> **EXERCISE REQUIREMENTS**
1) In the newsletter on selling a business, how many years of combined mergers and acquisitions experience does CEO Advisor, Inc. claim?
2) Pick up the newsletter on selling a business after its last sentence and write the next part.

> **DOCUMENT SEGMENT**
§
December 2023 Newsletter
10 Critical Factors for Successfully Selling Your Business
Selling your business entails a strategic process enabling you to realize an optimal and successful exit. Your business is likely your most valued asset in terms of dollars and your retirement. With valuations remaining high, and very unlikely to last through a potential upcoming 2024 recession, this is a tremendous time to sell your company.
Securing the proper advice on the sale process, including maximizing your offer price and terms, and getting the deal done are critical. The sale process is comprised of hundreds of small and intricate steps. Your M&A (mergers & acquisitions) advisor should work closely with you and manage the entire sale process.
With over 70 years of combined experience in mergers and acquisitions, CEO Advisor, Inc. provides both buy-side and sell-side M&A services.
Here are 10 critical points if you are considering selling your business in the near future:
1. Business Valuation
Understand what the realistic value of your business is today and the varying ways a deal can get done. Make sure you understand the key components of an offer (non-binding Letter of Intent). Both buyer and seller need to agree on exactly how the offer is made up (cash at closing, asset vs. stock sale, price, terms, seller compensation, earn out, etc.). Your M&A advisor should inform and educate you on valuations, comparables and valuation methods and work to secure the Letter of Intent (LOI) and negotiate the price and terms.
2. Focus on the Value to the Buyer
Potential buyers don't care how much it cost you to develop your products and services, or how much your investors have invested, or how much you need to retire, or how much you think your business is worth. Buyers look at the potential ROI (Return on Investment) in your company based on some reasonable valuation methodology or multiple of sales and/or EBITDA (Earnings Before Interest, Taxes, Depreciation and Amortization). CEO Advisor, Inc. plays a key role as your M&A advisor to prepare and present value to buyers and optimize your sale.
§
> **MATERIAL**

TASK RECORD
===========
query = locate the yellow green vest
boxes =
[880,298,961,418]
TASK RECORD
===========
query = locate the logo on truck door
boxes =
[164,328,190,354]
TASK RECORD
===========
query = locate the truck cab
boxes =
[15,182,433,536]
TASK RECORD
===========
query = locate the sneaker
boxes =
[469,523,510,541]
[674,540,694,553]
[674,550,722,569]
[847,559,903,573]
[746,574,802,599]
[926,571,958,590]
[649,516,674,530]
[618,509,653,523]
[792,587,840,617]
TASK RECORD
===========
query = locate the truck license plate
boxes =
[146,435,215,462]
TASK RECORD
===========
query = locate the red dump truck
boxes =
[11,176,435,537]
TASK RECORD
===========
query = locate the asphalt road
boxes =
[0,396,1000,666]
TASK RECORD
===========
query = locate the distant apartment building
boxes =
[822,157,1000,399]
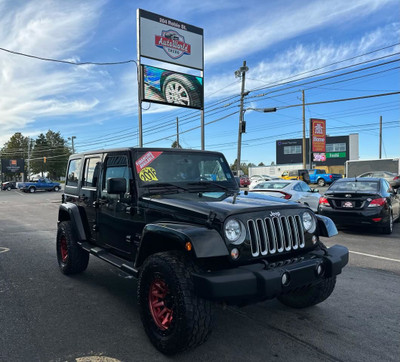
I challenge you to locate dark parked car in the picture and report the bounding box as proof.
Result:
[56,148,348,354]
[318,177,400,234]
[240,176,250,187]
[281,169,310,184]
[358,171,400,188]
[1,181,17,191]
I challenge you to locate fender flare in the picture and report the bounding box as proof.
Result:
[315,214,338,238]
[58,202,86,240]
[136,223,229,266]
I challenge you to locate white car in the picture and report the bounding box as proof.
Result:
[249,175,281,190]
[249,180,321,212]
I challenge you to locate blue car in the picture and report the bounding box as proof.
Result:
[143,65,203,109]
[17,177,61,193]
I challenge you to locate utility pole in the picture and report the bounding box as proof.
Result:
[379,116,382,159]
[301,90,311,169]
[26,137,31,181]
[68,136,76,153]
[176,117,180,148]
[235,60,249,176]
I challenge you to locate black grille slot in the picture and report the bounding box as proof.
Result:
[247,215,305,256]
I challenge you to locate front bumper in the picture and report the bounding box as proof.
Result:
[193,245,349,303]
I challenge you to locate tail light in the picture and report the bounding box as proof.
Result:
[368,197,386,207]
[319,196,331,206]
[282,192,292,200]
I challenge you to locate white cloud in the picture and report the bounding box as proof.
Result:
[0,1,109,144]
[205,24,400,100]
[205,0,394,64]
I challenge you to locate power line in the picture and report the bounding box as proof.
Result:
[276,92,400,109]
[0,47,137,66]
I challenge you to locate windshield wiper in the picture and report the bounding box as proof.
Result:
[187,181,234,192]
[141,182,189,191]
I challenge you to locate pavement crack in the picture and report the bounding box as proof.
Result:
[227,307,347,362]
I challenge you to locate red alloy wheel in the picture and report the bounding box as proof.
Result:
[149,279,173,330]
[60,236,68,263]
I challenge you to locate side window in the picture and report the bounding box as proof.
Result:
[300,182,311,192]
[83,157,100,187]
[383,180,393,192]
[102,155,132,198]
[293,184,303,192]
[66,158,81,186]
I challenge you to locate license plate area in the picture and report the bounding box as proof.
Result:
[342,201,354,209]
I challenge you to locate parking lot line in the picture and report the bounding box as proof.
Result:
[349,250,400,263]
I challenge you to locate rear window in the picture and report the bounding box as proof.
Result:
[254,182,290,190]
[66,158,81,186]
[329,181,379,191]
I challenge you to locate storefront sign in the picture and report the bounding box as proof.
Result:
[326,152,346,158]
[310,118,326,153]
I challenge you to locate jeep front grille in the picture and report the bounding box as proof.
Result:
[247,215,305,256]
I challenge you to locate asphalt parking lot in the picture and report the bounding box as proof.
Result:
[0,190,400,362]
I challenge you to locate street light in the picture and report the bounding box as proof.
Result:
[236,107,276,176]
[68,136,76,153]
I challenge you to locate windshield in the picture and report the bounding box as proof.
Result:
[135,151,238,191]
[329,181,379,192]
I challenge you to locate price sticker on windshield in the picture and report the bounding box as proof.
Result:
[139,167,158,182]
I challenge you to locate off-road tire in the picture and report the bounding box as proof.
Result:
[137,252,212,355]
[382,211,394,235]
[56,221,89,275]
[162,74,202,108]
[278,276,336,309]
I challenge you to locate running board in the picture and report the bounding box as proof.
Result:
[78,241,139,278]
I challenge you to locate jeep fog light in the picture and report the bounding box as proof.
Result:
[224,219,246,245]
[303,211,317,233]
[281,272,290,287]
[316,263,324,277]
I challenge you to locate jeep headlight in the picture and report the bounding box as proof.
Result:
[302,211,317,233]
[224,219,246,245]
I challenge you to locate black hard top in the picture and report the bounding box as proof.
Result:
[70,147,222,158]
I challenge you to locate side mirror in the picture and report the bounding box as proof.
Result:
[107,177,126,195]
[235,176,240,187]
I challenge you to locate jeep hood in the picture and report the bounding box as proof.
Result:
[143,192,303,221]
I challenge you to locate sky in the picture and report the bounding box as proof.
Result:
[0,0,400,165]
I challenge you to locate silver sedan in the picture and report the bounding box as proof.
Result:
[249,180,321,212]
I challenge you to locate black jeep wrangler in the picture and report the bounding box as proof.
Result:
[57,148,348,354]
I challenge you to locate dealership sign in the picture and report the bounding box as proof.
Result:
[310,118,326,153]
[138,9,204,70]
[141,65,203,109]
[1,159,25,173]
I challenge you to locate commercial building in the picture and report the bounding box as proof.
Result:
[249,133,359,176]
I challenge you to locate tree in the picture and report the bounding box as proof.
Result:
[0,132,29,159]
[0,132,29,178]
[31,130,71,179]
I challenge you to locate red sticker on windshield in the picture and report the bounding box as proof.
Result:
[135,151,162,173]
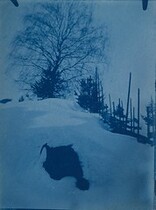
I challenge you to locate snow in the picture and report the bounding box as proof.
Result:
[0,99,153,210]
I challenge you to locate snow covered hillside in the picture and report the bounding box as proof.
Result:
[0,99,153,210]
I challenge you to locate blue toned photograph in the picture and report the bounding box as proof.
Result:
[0,0,156,210]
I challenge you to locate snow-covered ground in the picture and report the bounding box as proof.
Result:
[0,99,153,210]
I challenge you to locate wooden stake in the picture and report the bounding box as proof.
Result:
[137,88,140,140]
[125,72,131,129]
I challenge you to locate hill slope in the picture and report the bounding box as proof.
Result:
[0,99,153,210]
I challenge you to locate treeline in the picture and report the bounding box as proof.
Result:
[76,69,156,145]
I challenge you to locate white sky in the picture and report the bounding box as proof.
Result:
[0,0,156,110]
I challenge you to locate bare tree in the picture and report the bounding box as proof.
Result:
[11,1,108,98]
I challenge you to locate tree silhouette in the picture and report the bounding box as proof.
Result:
[11,1,108,98]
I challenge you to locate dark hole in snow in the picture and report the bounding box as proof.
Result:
[40,144,89,190]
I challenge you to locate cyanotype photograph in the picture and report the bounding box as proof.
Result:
[0,0,156,210]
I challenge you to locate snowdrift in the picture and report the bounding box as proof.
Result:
[0,99,153,210]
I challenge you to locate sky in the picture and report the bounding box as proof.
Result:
[0,0,156,110]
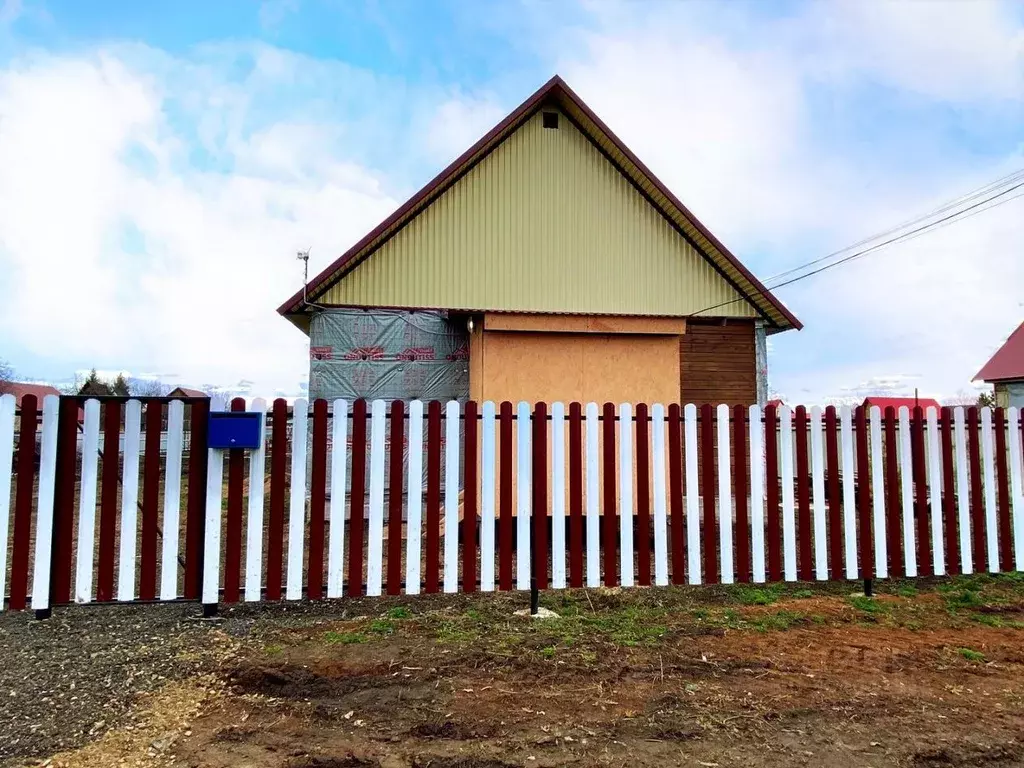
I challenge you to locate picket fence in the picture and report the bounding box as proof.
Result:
[0,395,1024,615]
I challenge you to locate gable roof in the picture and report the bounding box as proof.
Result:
[278,75,803,331]
[974,323,1024,381]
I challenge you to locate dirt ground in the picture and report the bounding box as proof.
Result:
[6,575,1024,768]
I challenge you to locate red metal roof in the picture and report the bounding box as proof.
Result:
[7,382,60,408]
[974,323,1024,381]
[278,75,803,330]
[864,396,942,411]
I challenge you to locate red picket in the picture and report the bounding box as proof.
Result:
[50,397,79,604]
[732,406,751,583]
[8,394,39,610]
[345,397,370,597]
[601,402,618,587]
[387,400,406,595]
[854,406,874,579]
[765,406,782,582]
[529,402,549,590]
[994,408,1014,571]
[910,406,934,577]
[967,406,985,572]
[425,400,441,592]
[183,399,210,600]
[266,397,288,600]
[636,402,651,587]
[699,403,719,584]
[138,400,164,600]
[223,397,246,604]
[464,400,479,592]
[568,402,584,589]
[498,400,513,591]
[825,406,844,580]
[884,406,904,579]
[306,398,327,600]
[939,406,961,575]
[668,402,686,584]
[96,400,121,602]
[794,406,814,582]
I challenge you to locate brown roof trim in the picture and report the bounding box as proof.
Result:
[278,75,803,330]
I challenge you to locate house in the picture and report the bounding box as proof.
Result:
[167,387,210,399]
[279,77,801,403]
[864,395,942,414]
[974,323,1024,408]
[5,381,60,411]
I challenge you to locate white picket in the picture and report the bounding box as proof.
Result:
[750,406,765,584]
[0,394,14,612]
[515,401,531,590]
[650,402,669,587]
[551,402,565,589]
[327,398,352,597]
[587,402,601,587]
[837,406,858,579]
[683,402,700,584]
[778,406,803,582]
[444,400,459,592]
[479,400,497,592]
[245,397,266,602]
[285,397,309,600]
[367,399,387,597]
[1007,407,1024,570]
[898,406,918,578]
[406,400,423,595]
[926,406,946,575]
[981,406,999,573]
[868,406,889,579]
[810,406,839,582]
[30,394,60,610]
[118,399,142,602]
[203,395,226,605]
[160,400,185,600]
[618,402,635,587]
[75,399,99,603]
[716,403,734,584]
[953,406,974,573]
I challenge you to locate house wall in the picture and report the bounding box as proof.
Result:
[679,319,758,406]
[317,107,757,317]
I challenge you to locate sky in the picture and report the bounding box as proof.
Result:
[0,0,1024,403]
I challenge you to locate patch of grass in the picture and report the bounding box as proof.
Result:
[956,648,985,664]
[370,618,394,635]
[849,595,886,613]
[324,632,367,645]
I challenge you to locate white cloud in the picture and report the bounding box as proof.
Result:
[0,45,395,392]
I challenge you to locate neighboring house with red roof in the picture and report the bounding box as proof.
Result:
[864,395,942,413]
[974,323,1024,408]
[6,381,60,411]
[278,77,801,404]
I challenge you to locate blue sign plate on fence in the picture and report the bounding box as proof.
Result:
[207,411,260,449]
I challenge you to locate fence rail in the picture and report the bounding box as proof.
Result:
[0,395,1024,612]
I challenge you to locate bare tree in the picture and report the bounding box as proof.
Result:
[0,360,14,394]
[128,379,171,397]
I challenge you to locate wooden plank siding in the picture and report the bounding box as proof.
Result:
[679,318,758,406]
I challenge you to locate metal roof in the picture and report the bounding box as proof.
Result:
[974,323,1024,381]
[278,75,803,331]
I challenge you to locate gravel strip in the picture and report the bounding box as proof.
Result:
[0,604,216,766]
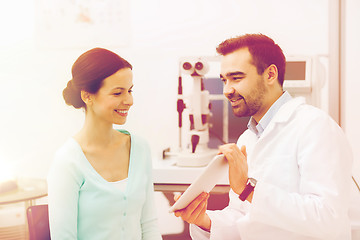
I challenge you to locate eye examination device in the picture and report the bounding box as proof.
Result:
[177,57,217,167]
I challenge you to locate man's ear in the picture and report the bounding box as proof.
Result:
[265,64,278,85]
[81,90,92,105]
§
> **ANSWERS TO EACH TASK**
1) Over 70 years.

2)
3. Understand Valuation Methods
The most common valuation method in a sale is an EBITDA multiple for the trailing twelve months. EBITDA multiple is the standard for privately-held companies similar to PE multiples are to a business valuation metric for publicly-traded companies.
There are additional valuation methods such as Revenue multiples for unprofitable companies, discounted cash flows and others, as well. No matter your type of industry, size of your market, rate of growth, uniqueness of product or service, technology or intellectual property, barriers to entry or patents, gross margins, management team and other factors, the industry benchmark for the valuation of your business is a multiple of EBITDA.
Your M&A advisor is responsible for preparing your company for sale, finding and securing a buyer, negotiating the price and terms, completing the Due Diligence process, working with your corporate/transaction attorney and completing the legal documents, and getting the transaction done. These steps are critical and take a lot of time and expertise, and your M&A advisor will work with you hands-on every step of the way.
4. Get to the Offer Stage Quickly
Whether buying or selling a business, a well drafted offer letter in the form of a non-binding Letter of Intent (LOI) is critical. It's in no one's interest to put a huge amount of effort and resources into a business sale before both parties can agree on an offer that represents a good probability of closing. Negotiate the offer in reasonable terms and do not "spook" the buyer with misaligned statements or demands. An M&A advisor is critical in this role of providing information requested by prospective buyers, gaining commitment from buyers and securing a written offer.
5. Create a Win-Win Situation
Buyers have experience in making acquisitions in their space and are very knowledgeable in business valuation metrics. One of the most important roles of a mergers and acquisitions advisor is to devise a transaction value and terms to negotiate the Letter of Intent in a way that works for both parties. As a third-party M&A advisor, CEO Advisor, Inc. advises on alternatives to consider in order to create a win-win situation.
6. Manage Expectations and Be Prepared
Understand the other party's position. This is key in your negotiations with the buyer, achieving a written, signed offer, and successfully getting through the Due Diligence process. Provide an informational Data Room, but do not provide overly detailed information prior to an offer that would typically be information provided after the offer is signed in the Due Diligence phase. When qualifying a buyer, do your research and consider the merits of seeking out additional potential buyers if you determine a buyer has a low probability to close.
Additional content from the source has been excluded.